### About this exercise
Restate every record word for word, without the pictures.

[Natural-language object grounding data]
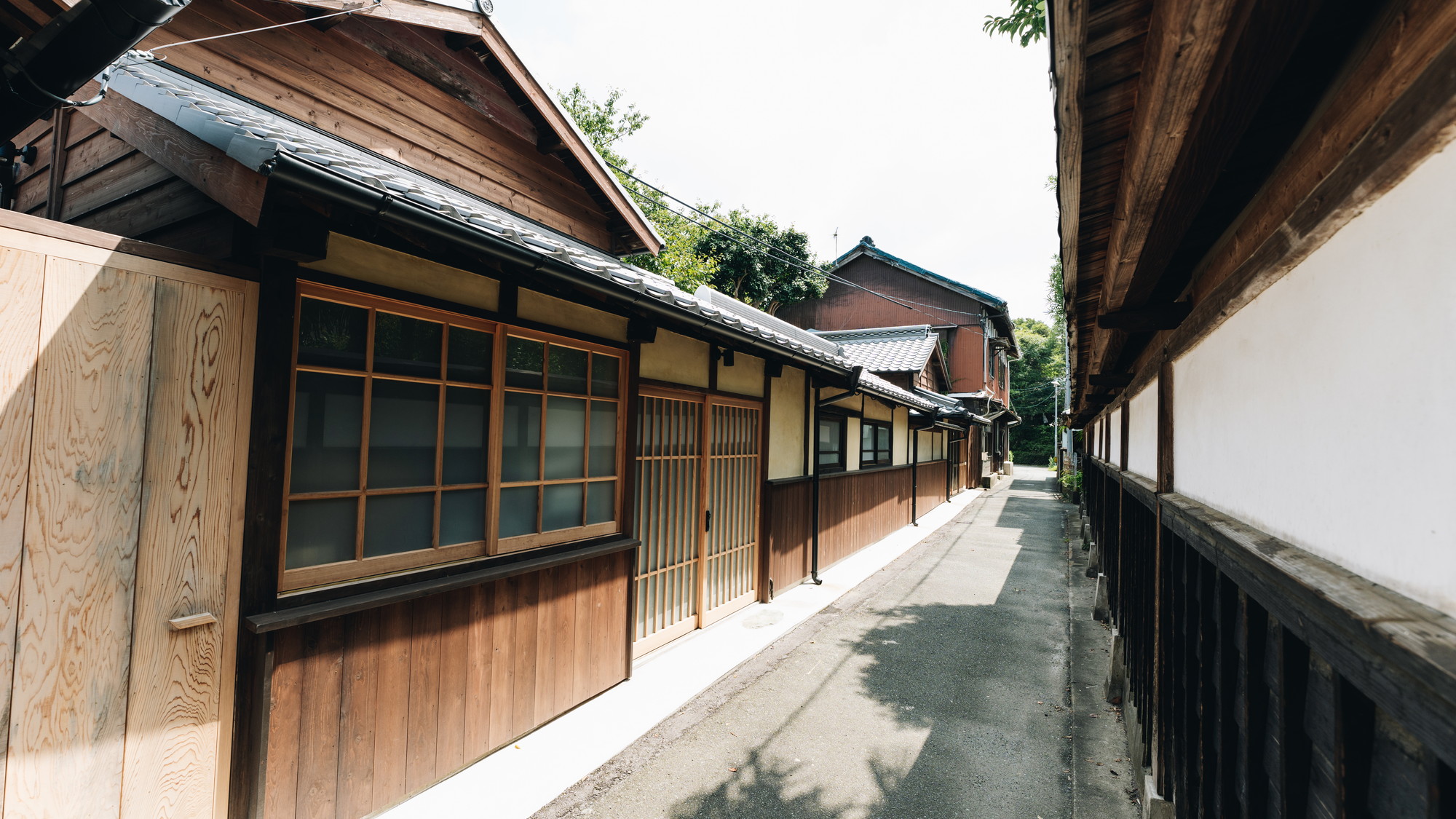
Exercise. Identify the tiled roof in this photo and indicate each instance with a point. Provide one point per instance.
(886, 349)
(867, 247)
(256, 138)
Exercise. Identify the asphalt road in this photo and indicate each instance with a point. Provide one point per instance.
(940, 688)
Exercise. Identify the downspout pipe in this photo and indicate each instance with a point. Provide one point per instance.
(815, 503)
(312, 180)
(69, 52)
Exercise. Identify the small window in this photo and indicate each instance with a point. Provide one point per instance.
(397, 414)
(874, 443)
(831, 443)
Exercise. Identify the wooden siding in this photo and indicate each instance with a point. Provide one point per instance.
(1250, 670)
(87, 175)
(124, 392)
(394, 90)
(857, 509)
(373, 707)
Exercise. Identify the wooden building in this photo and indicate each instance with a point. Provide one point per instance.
(340, 449)
(876, 289)
(1256, 219)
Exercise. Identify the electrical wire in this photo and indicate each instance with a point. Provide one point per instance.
(371, 8)
(774, 250)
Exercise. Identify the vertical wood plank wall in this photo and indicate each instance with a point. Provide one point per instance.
(857, 509)
(123, 388)
(373, 707)
(1249, 700)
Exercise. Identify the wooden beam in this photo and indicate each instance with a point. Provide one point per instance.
(413, 12)
(209, 170)
(580, 151)
(1145, 320)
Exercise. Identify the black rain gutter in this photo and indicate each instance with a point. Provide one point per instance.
(309, 178)
(71, 50)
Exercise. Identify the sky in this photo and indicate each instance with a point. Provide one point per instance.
(902, 122)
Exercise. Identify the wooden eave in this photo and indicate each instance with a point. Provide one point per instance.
(477, 34)
(1193, 133)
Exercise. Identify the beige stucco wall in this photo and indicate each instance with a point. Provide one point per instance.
(676, 359)
(745, 376)
(363, 261)
(567, 315)
(787, 426)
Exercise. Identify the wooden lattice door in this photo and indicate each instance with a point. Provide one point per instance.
(697, 512)
(732, 516)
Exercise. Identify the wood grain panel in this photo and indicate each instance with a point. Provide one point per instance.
(21, 283)
(436, 684)
(183, 563)
(81, 544)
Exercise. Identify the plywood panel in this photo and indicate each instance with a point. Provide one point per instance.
(81, 544)
(183, 563)
(21, 280)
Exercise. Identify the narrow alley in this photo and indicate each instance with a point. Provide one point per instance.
(940, 687)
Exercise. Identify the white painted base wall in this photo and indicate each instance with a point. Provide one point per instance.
(1321, 411)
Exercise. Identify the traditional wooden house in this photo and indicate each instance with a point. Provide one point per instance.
(1254, 196)
(874, 289)
(339, 448)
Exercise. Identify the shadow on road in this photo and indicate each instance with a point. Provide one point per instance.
(988, 682)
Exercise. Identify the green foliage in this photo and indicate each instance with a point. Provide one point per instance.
(1033, 392)
(1027, 23)
(694, 256)
(755, 274)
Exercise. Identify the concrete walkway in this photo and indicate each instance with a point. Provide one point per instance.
(937, 688)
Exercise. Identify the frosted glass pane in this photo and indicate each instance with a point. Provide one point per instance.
(566, 438)
(518, 510)
(321, 531)
(404, 419)
(471, 357)
(328, 420)
(561, 507)
(407, 346)
(523, 362)
(602, 502)
(467, 430)
(333, 336)
(604, 456)
(398, 523)
(522, 435)
(569, 371)
(462, 516)
(605, 375)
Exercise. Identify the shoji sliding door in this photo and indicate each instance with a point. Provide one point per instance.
(698, 512)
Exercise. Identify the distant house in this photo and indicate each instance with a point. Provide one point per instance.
(978, 339)
(339, 446)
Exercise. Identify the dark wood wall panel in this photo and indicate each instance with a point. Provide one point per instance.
(371, 708)
(1254, 698)
(788, 509)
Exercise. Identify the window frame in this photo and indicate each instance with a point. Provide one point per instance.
(890, 443)
(435, 555)
(844, 443)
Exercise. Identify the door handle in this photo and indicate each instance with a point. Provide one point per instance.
(191, 621)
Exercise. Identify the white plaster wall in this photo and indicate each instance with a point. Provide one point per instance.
(1115, 454)
(1321, 411)
(787, 424)
(1142, 432)
(745, 376)
(676, 359)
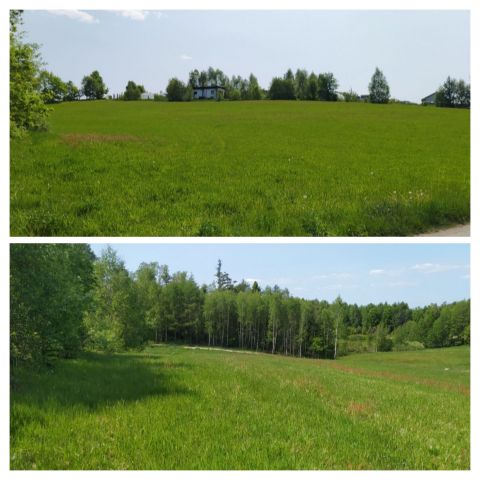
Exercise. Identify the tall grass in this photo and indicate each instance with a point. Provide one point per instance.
(177, 408)
(241, 168)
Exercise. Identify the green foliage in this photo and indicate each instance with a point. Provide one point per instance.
(133, 91)
(382, 341)
(72, 92)
(49, 291)
(93, 86)
(282, 89)
(171, 408)
(114, 322)
(177, 91)
(242, 169)
(52, 88)
(27, 107)
(453, 93)
(378, 88)
(327, 86)
(312, 87)
(351, 96)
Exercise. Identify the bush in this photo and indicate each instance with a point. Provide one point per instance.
(408, 346)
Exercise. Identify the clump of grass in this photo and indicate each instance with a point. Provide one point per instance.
(241, 168)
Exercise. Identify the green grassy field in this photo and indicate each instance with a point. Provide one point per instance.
(241, 168)
(177, 408)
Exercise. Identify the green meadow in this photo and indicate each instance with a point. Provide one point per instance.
(170, 407)
(263, 168)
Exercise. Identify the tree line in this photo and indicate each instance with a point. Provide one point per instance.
(299, 86)
(64, 299)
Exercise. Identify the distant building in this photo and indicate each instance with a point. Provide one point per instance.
(429, 99)
(209, 91)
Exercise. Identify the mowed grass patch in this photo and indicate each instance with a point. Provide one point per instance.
(241, 168)
(176, 408)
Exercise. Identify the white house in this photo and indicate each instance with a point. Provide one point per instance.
(429, 99)
(209, 91)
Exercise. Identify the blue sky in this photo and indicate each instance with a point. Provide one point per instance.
(416, 273)
(416, 50)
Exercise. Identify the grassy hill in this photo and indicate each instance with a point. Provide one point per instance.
(241, 168)
(178, 408)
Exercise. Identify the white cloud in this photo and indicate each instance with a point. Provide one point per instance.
(138, 15)
(79, 15)
(434, 267)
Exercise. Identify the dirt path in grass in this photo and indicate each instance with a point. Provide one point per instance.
(221, 350)
(456, 231)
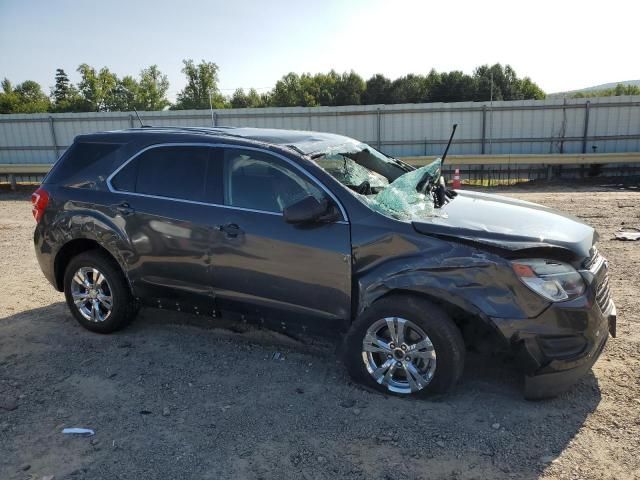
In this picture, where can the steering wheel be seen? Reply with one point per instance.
(364, 188)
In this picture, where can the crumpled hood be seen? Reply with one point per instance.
(508, 223)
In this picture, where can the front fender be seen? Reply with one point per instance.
(481, 284)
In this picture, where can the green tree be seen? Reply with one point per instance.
(63, 87)
(65, 95)
(98, 89)
(506, 84)
(125, 96)
(409, 89)
(240, 99)
(619, 90)
(454, 86)
(290, 92)
(349, 89)
(9, 102)
(152, 89)
(377, 90)
(202, 82)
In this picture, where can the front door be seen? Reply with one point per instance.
(264, 264)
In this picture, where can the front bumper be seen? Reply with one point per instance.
(561, 345)
(548, 385)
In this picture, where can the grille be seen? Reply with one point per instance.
(603, 294)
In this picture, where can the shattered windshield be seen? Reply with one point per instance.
(385, 184)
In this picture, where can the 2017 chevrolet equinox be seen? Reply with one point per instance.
(319, 232)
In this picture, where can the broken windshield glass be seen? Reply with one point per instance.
(401, 199)
(385, 184)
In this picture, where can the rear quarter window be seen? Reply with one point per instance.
(182, 173)
(79, 157)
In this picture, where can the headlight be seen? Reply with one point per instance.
(555, 281)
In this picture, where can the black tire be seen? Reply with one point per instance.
(444, 335)
(124, 307)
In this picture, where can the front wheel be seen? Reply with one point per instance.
(405, 345)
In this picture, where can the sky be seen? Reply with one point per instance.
(562, 44)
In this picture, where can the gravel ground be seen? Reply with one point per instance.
(174, 396)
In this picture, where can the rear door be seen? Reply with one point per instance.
(163, 201)
(263, 264)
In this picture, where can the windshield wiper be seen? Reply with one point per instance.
(436, 187)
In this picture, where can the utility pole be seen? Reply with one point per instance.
(213, 122)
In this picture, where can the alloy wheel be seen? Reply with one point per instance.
(399, 355)
(91, 294)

### Result
Exercise. Identify the tiled roof in this photo and indicate each instance with a point. Provide one point per instance.
(886, 349)
(867, 247)
(256, 138)
Exercise. Identify the asphalt road in this photo and indicate each instance with a point. Provide one point per instance.
(940, 688)
Exercise. Identify the downspout pipe in this photo and indicate each instance with a point. Provide one point per instance.
(815, 503)
(312, 180)
(69, 52)
Exercise. Identify the small window in this photo and indicate each instance with a point. Provide one point per instance.
(397, 414)
(874, 443)
(831, 443)
Exercise. Identify the wooden siding in this photo and indicate each instance with a point. Provide one point per instance.
(1250, 670)
(87, 175)
(124, 392)
(394, 90)
(857, 509)
(373, 707)
Exercise. Identify the wooden building in this photo and indicate each instance with a point. Provide one point per instance.
(340, 449)
(876, 289)
(1256, 219)
Exercise. Identify the electrical wire in this photo and indicate each instance with a point. Provide one point per instance.
(371, 8)
(774, 250)
Exercise. Identify the vertical wood plank wall in this photo and indicate each instance with a point. Provide one point per instance.
(857, 509)
(123, 388)
(373, 707)
(1249, 700)
Exercise. Identify the wooden beam in this photo and indicate each instance with a point. Provide one point per instance.
(413, 12)
(209, 170)
(580, 151)
(1145, 320)
Exercise. Identify the black rain gutter in this photo and indicate each instance with a point. Provide one point per instance.
(309, 178)
(71, 50)
Exercise. Identify the sky in this photo and indicate each instance with a point. Provide one point per instance.
(902, 122)
Exercise. Identify the wooden eave in this photo and indicate each instance with a point. Provide one point per instance.
(477, 34)
(1193, 133)
Exercise. Identify the beige stucco wall in this photo and indicate each instance with a point. Provide one point per instance.
(676, 359)
(745, 376)
(363, 261)
(567, 315)
(787, 426)
Exercise. Identify the wooden lattice door in this photo and indicate each instance with a point. Provide one point per instance.
(697, 512)
(732, 516)
Exercise. Identify the wood grain panel in this photo and indicate each instance with a point. Provide one point per instance.
(21, 283)
(436, 684)
(183, 563)
(81, 544)
Exercise. Identify the plywood panel in this photo and indicate each instance with a point. Provide one point per instance.
(81, 544)
(183, 563)
(21, 280)
Exercise. Identify the narrow alley in this photo and indicate each instance with a point. Provide one point per instance.
(940, 687)
Exercise. Identify the white painted base wall in this photo and indicate each instance with a point. Provide one point per instance.
(1321, 411)
Exercise. Identify the traditional wooden house in this photo and indicate each instance with a point. Provide one point per instance.
(1254, 196)
(874, 289)
(339, 448)
Exercise. Identify the shadow on road in this photo and indicate each instance with a point. Provide one point per instance.
(988, 682)
Exercise. Identify the green foliage in this photo and indicate each instance with a point. Provide one point per instance.
(1033, 392)
(1027, 23)
(694, 256)
(755, 274)
Exercise. Identify the concrete walkway in this photo and indicate each instance with a point. Provide one point per instance.
(937, 688)
Exercise. Identify the frosted glass pane in this photo and indicate each instance with a point. Provide one point per instance.
(566, 438)
(518, 510)
(321, 531)
(404, 419)
(471, 357)
(328, 420)
(561, 507)
(407, 346)
(523, 362)
(602, 502)
(467, 430)
(333, 336)
(604, 456)
(398, 523)
(522, 435)
(569, 371)
(462, 516)
(605, 375)
Exercise. Identify the shoji sliding door in this photo and indicate each instance with a point. Provide one point per instance.
(698, 512)
Exercise. Identify the distant house in this photo and indicate each instance with a point. Provide one point per instance.
(978, 339)
(339, 446)
Exercise. Identify the dark wood wall panel in this photo and indicate each instance with a point. Provide one point per instance.
(371, 708)
(1254, 698)
(788, 509)
Exercise. Identify the window frame in this photo and indicate each instance with a point. Provide one point per instance.
(890, 443)
(435, 555)
(844, 443)
Exercise. Identify the door handle in this photo and indicate each instance with a point. Provide one point per instance.
(191, 621)
Exercise. Identify the white plaster wall in this photo and indicate each instance with a point. Provide one point per instance.
(1115, 454)
(1321, 411)
(787, 424)
(1142, 432)
(745, 376)
(676, 359)
Exercise. Identify the tall grass in this photo and indicate each instance with a point. Provide one point per instance.
(177, 408)
(241, 168)
Exercise. Identify the green foliage in this photo and indicate each instance with a point. Provide one point per instance.
(133, 91)
(382, 341)
(72, 92)
(49, 291)
(93, 86)
(282, 89)
(171, 408)
(114, 322)
(177, 91)
(242, 169)
(52, 88)
(27, 107)
(453, 93)
(378, 88)
(327, 86)
(312, 87)
(351, 96)
Exercise. Identify the bush in this photo and indicate each instance with a point. Provide one point per instance.
(408, 346)
Exercise. Identify the clump of grass in this photo and indicate each instance with a point. Provide one point per instance.
(241, 168)
Exercise. Identify the green grassy field in this photo and indicate each instance with a point. Provide one point per instance.
(241, 168)
(177, 408)
Exercise. Identify the green meadow in this photo and indicate each instance with a point. Provide one point per instance.
(170, 407)
(263, 168)
Exercise. Identify the tree line in this photo and indicate each instance with a point. Provide one point per instance.
(299, 86)
(64, 299)
Exercise. Identify the distant building in this photo and indicate each instance with a point. Provide one point per instance.
(429, 99)
(209, 91)
Exercise. Identify the mowed grass patch in this photo and indicate each instance with a point. Provide one point per instance.
(241, 168)
(176, 408)
Exercise. Identify the white house in this photo and indicate each instance with a point. Provide one point per instance.
(429, 99)
(209, 91)
Exercise. Identify the blue sky in this photo and indicate each instance with a point. Provide one point per instance.
(416, 273)
(416, 50)
Exercise. Identify the grassy hill in this photo and indicate each instance with a point. Provide one point per instance.
(241, 168)
(178, 408)
Exercise. Identify the white cloud in this photo and indicate each instance with a point. Provide one point per instance.
(138, 15)
(79, 15)
(434, 267)
Exercise. Identify the dirt path in grass in this photo and indicate each instance with a point. Provide one point per instance.
(221, 350)
(456, 231)
In this picture, where can the steering wheel be seen? Reply with one point per instance.
(364, 188)
In this picture, where can the crumpled hood be seen? Reply with one point per instance.
(508, 223)
In this picture, where can the front fender be seen? Reply with one point per instance.
(481, 284)
In this picture, where can the green tree be seen? Reply with one point per instance.
(63, 87)
(65, 95)
(98, 89)
(506, 84)
(125, 96)
(409, 89)
(240, 99)
(619, 90)
(454, 86)
(290, 92)
(349, 89)
(9, 102)
(152, 89)
(377, 90)
(202, 82)
In this picture, where can the front door be seen? Reply with one point per instance.
(264, 264)
In this picture, where can the front bumper be seen? Reply with one point per instance.
(561, 345)
(548, 385)
In this picture, where can the grille be seen? Reply with one point per instance.
(603, 294)
In this picture, where can the shattered windshield be seen? Reply with one point per instance.
(385, 184)
In this picture, where can the 2017 chevrolet equinox be seen? Reply with one point per instance.
(319, 232)
In this picture, where can the broken windshield glass be seen? Reply with one point per instance.
(401, 199)
(385, 184)
In this picture, where can the rear quarter window be seen? Reply with one point per instance.
(182, 173)
(79, 157)
In this picture, where can the headlight be seen? Reply with one point per instance.
(555, 281)
In this picture, where can the black tire be seen? Reply with one point per instance.
(444, 335)
(124, 307)
In this picture, where can the front wheel be seen? Reply with one point per instance.
(405, 345)
In this picture, where can the sky be seen? Reply with one point per instance.
(562, 44)
In this picture, where can the gravel ground be seen? Reply with one point per instance.
(174, 396)
In this picture, where can the rear door be seen? Reply with one point per instance.
(163, 201)
(263, 264)
In this picture, where can the windshield wiper be seen? Reply with one point per instance.
(436, 187)
In this picture, where can the utility pole be seen? Reply with one point per instance.
(213, 122)
In this picture, where can the alloy wheel be seen? Reply with one point per instance.
(399, 355)
(91, 294)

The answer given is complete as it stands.